_WHAT IS REQUIRED_. Reproduce the records below line for line, omitting the pictures.

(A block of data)
- - -
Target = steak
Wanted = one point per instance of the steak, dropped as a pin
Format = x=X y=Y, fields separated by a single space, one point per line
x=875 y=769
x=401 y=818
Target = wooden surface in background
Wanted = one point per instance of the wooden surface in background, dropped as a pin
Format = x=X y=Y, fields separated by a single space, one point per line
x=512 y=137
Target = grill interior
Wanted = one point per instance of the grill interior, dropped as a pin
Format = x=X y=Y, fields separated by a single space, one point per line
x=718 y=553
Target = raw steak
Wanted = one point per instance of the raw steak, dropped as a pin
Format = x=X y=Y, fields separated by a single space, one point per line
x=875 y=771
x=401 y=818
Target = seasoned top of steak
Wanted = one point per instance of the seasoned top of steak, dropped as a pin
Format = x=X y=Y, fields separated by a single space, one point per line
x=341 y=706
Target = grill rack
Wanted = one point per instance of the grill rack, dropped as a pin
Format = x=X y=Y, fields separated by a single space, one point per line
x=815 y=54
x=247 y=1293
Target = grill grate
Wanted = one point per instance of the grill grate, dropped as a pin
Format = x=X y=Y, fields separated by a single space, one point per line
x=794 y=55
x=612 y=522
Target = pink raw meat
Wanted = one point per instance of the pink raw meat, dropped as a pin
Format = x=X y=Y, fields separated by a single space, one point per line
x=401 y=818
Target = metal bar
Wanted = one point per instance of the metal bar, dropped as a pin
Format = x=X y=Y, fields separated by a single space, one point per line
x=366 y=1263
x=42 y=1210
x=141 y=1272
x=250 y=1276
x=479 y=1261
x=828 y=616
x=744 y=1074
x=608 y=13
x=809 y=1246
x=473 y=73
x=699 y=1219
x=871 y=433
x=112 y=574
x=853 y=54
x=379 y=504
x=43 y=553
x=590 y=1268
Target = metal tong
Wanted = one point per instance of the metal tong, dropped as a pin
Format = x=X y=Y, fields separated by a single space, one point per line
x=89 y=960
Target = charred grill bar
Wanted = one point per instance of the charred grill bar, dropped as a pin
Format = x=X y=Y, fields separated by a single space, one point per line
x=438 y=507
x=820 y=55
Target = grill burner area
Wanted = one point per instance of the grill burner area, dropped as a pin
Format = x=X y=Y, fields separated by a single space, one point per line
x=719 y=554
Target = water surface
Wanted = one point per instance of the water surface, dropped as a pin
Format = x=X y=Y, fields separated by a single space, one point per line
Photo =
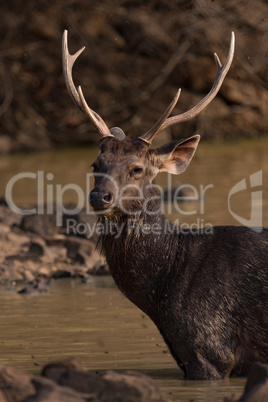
x=95 y=322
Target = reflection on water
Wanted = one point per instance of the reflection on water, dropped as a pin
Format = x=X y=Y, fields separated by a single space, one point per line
x=97 y=324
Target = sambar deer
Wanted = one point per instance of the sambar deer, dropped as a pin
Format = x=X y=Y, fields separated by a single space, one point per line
x=206 y=293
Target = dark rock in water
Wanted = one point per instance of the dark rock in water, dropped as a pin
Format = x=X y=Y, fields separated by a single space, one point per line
x=36 y=249
x=36 y=288
x=101 y=268
x=15 y=384
x=68 y=381
x=108 y=386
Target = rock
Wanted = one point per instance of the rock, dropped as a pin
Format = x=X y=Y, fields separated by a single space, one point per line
x=108 y=386
x=68 y=381
x=16 y=385
x=36 y=288
x=101 y=268
x=48 y=391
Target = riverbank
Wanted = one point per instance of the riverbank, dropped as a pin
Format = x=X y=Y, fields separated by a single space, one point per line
x=34 y=249
x=69 y=381
x=136 y=58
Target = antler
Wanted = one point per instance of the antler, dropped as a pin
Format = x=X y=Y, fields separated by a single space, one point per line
x=68 y=61
x=165 y=122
- - -
_SOLUTION TO THIS TASK_.
Target = steak
Wanted = one point per instance of the steak, dropped as a pin
Format = x=X y=Y, fields separated by a single space, one point per line
x=875 y=769
x=401 y=818
Target = wooden surface in background
Wanted = one point per instance of the wooden surface in background, dropped as a pin
Format = x=X y=Y, fields separated by a single space, one point per line
x=512 y=137
Target = grill interior
Wanted = one point per instance of the grill interior, dropped as a pin
Format = x=X y=Y, fields separated by a single space, one point per line
x=718 y=553
Target = raw steak
Wanted = one point per instance of the raw steak, dropped as a pin
Format = x=X y=Y, fields separated by a single space, one point per line
x=875 y=771
x=401 y=818
Target = seasoned top of steak
Wanted = one point per instance of the seasoned top of steak, dropped as a pin
Format = x=X y=Y, fields separated by a single space, one point per line
x=341 y=706
Target = grill rack
Wanted = one point per instance of the grill rack, dropped as a pin
Format = x=X y=Y, fields separated by a single space, one point per line
x=815 y=54
x=247 y=1293
Target = grill grate
Wanted = one point per instance of the grill grate, dropped as a pin
Format = x=X y=Y, fields separated by a single space, one point per line
x=794 y=55
x=612 y=522
Target = pink raw meat
Wanted = one point per instance of the pink raw meat, dropped as a pin
Format = x=X y=Y, fields separated by a single space, one point per line
x=401 y=818
Target = metal bar
Wanted = one point per instance of the metal bar, dropped as a pin
Format = x=X y=Y, fields separated by a single space, one point per line
x=366 y=1263
x=42 y=1210
x=141 y=1272
x=250 y=1276
x=479 y=1261
x=828 y=616
x=744 y=1074
x=608 y=13
x=809 y=1246
x=473 y=73
x=699 y=1219
x=871 y=433
x=112 y=574
x=853 y=54
x=379 y=504
x=43 y=553
x=590 y=1268
Target = metal tong
Wanted = one point per instance of the metal tong, dropped as a pin
Format = x=X y=Y, fields separated by a single space, one point per line
x=89 y=960
Target = charred grill bar
Wanted = one point per instance of the charred grill bar, dropped as a pin
Format = x=X y=Y, fields separated by a single space, one point per line
x=438 y=507
x=820 y=55
Target = grill burner area
Wanted = one point per instance of the grill burner area, dropped as a pin
Format = x=X y=Y, fields separated by a single space, one point per line
x=719 y=554
Target = water surface
Wanted = one point per instance of the water surface, dropped as a pin
Format = x=X y=Y, fields separated by a single space, one point per line
Photo =
x=95 y=322
Target = reflection on water
Wanted = one point per instance of the reflection on water, dropped as a pin
Format = x=X y=Y, fields separated by a single space, one point per line
x=97 y=324
Target = sambar deer
Wanted = one point per instance of the sambar deer, dropped as a pin
Format = x=X y=Y, fields separated by a single space, one point per line
x=206 y=293
Target = dark rock in water
Wanted = one point per instance of the dark rock in water, dropped as a pin
Format = x=X y=Y, fields separated by a single space, one point per line
x=36 y=249
x=36 y=288
x=101 y=268
x=15 y=384
x=68 y=381
x=108 y=386
Target = rock
Wanted = one point per instance of the rock, dropped as a pin
Format = x=X y=Y, fields separated by a single space, one point per line
x=108 y=386
x=68 y=381
x=16 y=385
x=36 y=288
x=101 y=268
x=48 y=391
Target = riverbank
Wanted = one point per instance of the riverbank, dropped as a pin
Format = x=X y=Y, fields separated by a single space, one point per line
x=34 y=249
x=69 y=381
x=136 y=58
Target = antler
Wanted = one point per instance of the antler, dropped as a pin
Format = x=X y=Y, fields separated by a single space, one point per line
x=68 y=61
x=165 y=122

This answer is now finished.